Selected text:
□ □ □ □ □

# How to seperate mixed copper and silver?



## Ragnor (Sep 25, 2016)

I have been trying to work out acid dissolution of some mixed metal nuggets I recover while placer mining. These are course oxide coated nuggets. The primary metals would be lead, copper, silver, gold, PGE. Now obviously the gold and PGE is easily accomplished with nitric acid. However I am confused how the process will go with the mixed lead/copper/silver. Knowing that copper will precipitate the silver nitrate how then will I separate the copper and silver since the copper will prevent the silver from being dissolved in the acid and the lead, I assume would precipitate the copper. 

I hoping the folks on here can clear up how that reaction would go when attempting to refine these mixed metal nuggets in nitric acid. thanks.


----------



## 4metals (Sep 25, 2016)

What you need to do with this material is first part with nitric and distilled water, assuming the silver and nitric soluble metals will make up 75% of the weight. If they do not, you need to inquart to get complete separation. I assume by PGE you mean Platinum group elements?

Once you have parted in nitric the silver copper lead and palladium will be in the nitric acid and the insolubles, gold and the rest of the platinum group, will be on the bottom. 

Copper will displace the silver *only* after you have consumed the free nitric acid. So once you have filtered the solution you need to add copper to consume the free nitric acid and drop the silver. This will also drop palladium. If the palladium is not very high in concentration, a solution of DMG will selectively drop the Pd out of the nitric solution leaving the copper, lead, and silver. The copper will then cement out any silver as a metal leaving the other base metals in solution. The Pd will be in the form of a salt, palladium dimethylglyoxime. 

The insolubles from the first nitric dissolve are processed in aqua regia using methods described in the forum.


----------



## Ragnor (Sep 27, 2016)

4metals said:


> What you need to do with this material is first part with nitric and distilled water, assuming the silver and nitric soluble metals will make up 75% of the weight. If they do not, you need to inquart to get complete separation. I assume by PGE you mean Platinum group elements?
> 
> Once you have parted in nitric the silver copper lead and palladium will be in the nitric acid and the insolubles, gold and the rest of the platinum group, will be on the bottom.
> 
> ...

□ □ □ □ □

Stated task 1: Retype the forum thread on separating copper and silver between "Copper will displace" and "salt, palladium dimethylglyoxime.", inclusive.
Stated task 2: Give only the number of lines in the rows that contain the string "floor", matching case.
The forum thread and the rows after it are unrelated material.

□ □ □ □ □

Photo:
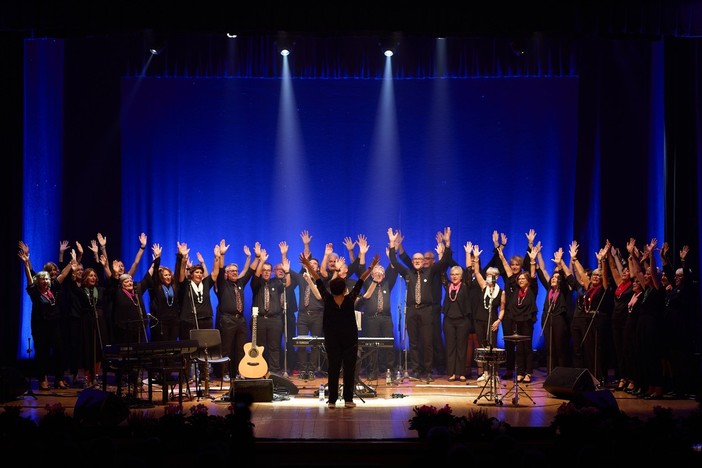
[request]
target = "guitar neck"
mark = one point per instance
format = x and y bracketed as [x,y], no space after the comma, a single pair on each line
[253,330]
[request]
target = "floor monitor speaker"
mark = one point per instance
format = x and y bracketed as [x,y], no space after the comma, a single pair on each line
[253,390]
[285,386]
[99,408]
[568,382]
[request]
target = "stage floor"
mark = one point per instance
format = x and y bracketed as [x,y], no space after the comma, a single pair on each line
[383,410]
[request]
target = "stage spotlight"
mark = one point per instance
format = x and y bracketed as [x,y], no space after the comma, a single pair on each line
[518,48]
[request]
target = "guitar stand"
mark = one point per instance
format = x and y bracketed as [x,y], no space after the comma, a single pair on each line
[491,388]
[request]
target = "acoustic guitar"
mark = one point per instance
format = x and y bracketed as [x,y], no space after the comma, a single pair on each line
[253,366]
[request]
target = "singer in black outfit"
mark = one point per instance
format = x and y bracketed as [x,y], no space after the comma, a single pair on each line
[377,314]
[592,313]
[309,320]
[491,308]
[420,299]
[554,322]
[267,294]
[340,331]
[195,301]
[164,298]
[458,312]
[230,310]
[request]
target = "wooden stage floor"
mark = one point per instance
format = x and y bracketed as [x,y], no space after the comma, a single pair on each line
[382,411]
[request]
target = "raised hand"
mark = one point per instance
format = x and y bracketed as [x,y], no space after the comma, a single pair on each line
[573,249]
[223,247]
[684,251]
[349,243]
[363,244]
[23,247]
[531,235]
[558,256]
[476,251]
[93,246]
[631,245]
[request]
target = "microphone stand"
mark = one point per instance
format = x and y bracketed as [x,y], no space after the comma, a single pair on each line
[141,314]
[97,333]
[285,330]
[29,391]
[549,364]
[192,305]
[592,321]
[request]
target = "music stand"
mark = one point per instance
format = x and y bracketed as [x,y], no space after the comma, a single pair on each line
[491,387]
[515,388]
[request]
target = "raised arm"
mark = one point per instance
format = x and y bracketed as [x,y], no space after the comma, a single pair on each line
[349,244]
[139,254]
[368,271]
[306,262]
[580,274]
[476,265]
[24,256]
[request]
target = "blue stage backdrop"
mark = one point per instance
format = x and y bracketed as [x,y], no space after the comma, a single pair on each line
[261,160]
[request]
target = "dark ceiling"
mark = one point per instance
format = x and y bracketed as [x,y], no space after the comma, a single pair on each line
[79,18]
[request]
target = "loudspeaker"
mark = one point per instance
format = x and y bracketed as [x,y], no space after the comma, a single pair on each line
[567,382]
[283,385]
[601,399]
[12,384]
[251,390]
[99,408]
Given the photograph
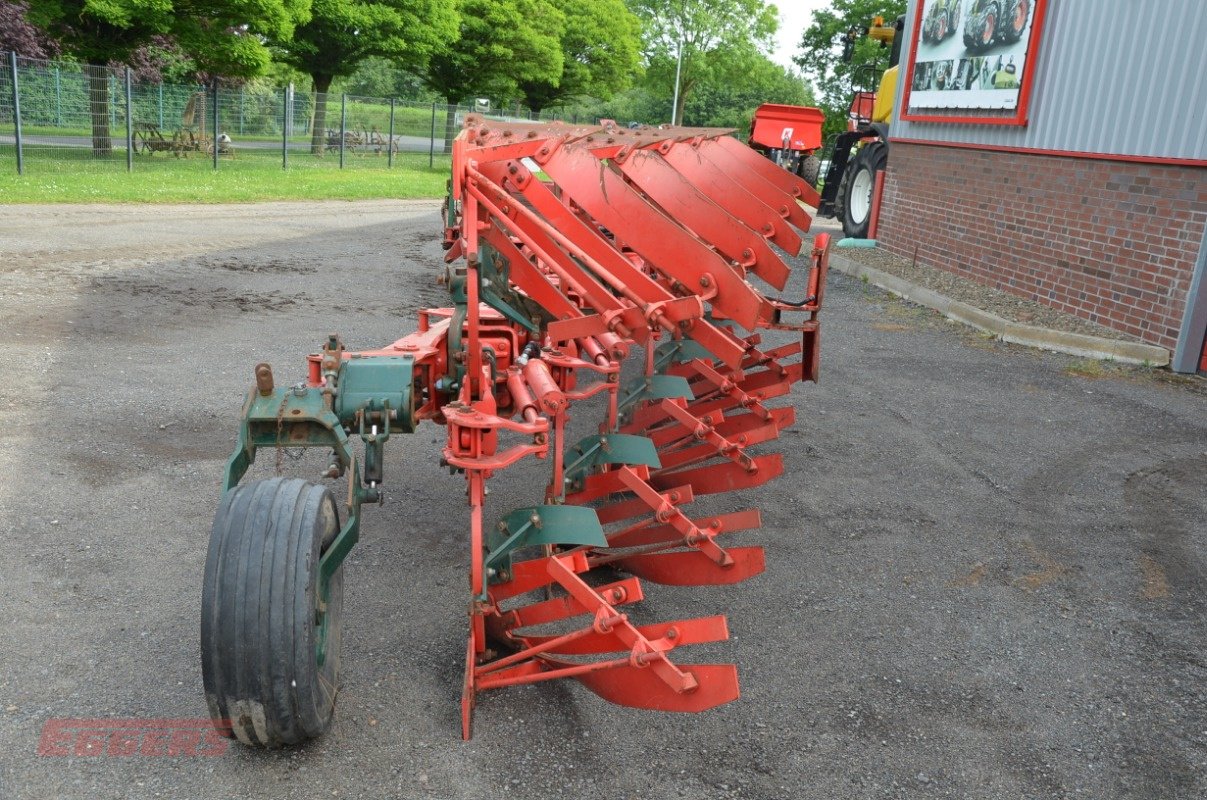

□ □ □ □ □

Solution 1:
Copper will displace the silver *only* after you have consumed the free nitric acid. So once you have filtered the solution you need to add copper to consume the free nitric acid and drop the silver. This will also drop palladium. If the palladium is not very high in concentration, a solution of DMG will selectively drop the Pd out of the nitric solution leaving the copper, lead, and silver. The copper will then cement out any silver as a metal leaving the other base metals in solution. The Pd will be in the form of a salt, palladium dimethylglyoxime.

Solution 2: 3